*** Opening The input ***

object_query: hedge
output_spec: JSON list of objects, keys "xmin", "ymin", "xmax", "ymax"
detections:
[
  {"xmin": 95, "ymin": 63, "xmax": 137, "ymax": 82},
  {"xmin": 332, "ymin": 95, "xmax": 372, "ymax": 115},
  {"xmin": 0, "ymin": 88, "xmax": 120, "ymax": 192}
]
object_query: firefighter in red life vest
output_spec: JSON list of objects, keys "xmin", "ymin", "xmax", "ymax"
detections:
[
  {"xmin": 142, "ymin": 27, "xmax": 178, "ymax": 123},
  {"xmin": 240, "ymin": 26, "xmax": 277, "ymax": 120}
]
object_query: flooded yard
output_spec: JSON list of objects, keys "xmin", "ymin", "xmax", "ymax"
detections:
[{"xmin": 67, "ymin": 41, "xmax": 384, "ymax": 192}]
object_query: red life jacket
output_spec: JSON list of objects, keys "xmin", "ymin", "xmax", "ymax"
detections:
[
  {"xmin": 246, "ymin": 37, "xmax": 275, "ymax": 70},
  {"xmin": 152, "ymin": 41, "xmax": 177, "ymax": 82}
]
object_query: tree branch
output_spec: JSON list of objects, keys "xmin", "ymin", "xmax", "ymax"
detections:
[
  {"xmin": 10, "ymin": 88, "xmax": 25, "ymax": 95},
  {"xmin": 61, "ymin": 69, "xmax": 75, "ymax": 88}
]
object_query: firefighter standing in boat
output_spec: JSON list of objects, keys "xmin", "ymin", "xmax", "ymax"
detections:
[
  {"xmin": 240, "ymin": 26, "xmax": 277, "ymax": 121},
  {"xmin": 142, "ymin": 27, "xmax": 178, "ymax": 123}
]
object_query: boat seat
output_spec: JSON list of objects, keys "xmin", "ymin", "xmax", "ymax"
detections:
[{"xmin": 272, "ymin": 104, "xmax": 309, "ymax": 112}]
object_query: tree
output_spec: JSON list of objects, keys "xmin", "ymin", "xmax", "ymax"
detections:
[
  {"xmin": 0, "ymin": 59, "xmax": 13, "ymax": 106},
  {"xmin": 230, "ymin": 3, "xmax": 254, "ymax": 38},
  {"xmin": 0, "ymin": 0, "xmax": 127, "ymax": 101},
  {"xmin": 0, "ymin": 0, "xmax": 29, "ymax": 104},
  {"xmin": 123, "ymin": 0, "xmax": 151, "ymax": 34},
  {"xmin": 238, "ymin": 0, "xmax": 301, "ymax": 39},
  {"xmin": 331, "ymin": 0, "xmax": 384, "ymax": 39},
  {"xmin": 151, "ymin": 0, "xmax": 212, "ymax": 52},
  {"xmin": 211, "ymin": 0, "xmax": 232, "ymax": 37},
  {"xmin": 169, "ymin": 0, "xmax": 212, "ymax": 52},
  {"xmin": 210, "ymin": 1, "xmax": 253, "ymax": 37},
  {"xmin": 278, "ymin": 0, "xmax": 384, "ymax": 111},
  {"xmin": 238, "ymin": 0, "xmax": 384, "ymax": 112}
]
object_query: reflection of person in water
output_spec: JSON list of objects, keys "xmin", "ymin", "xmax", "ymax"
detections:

*** Closing The input ***

Brief
Find and show each line of the listing with the word "life".

Exercise solution
object_query: firefighter in red life vest
object_query: red life jacket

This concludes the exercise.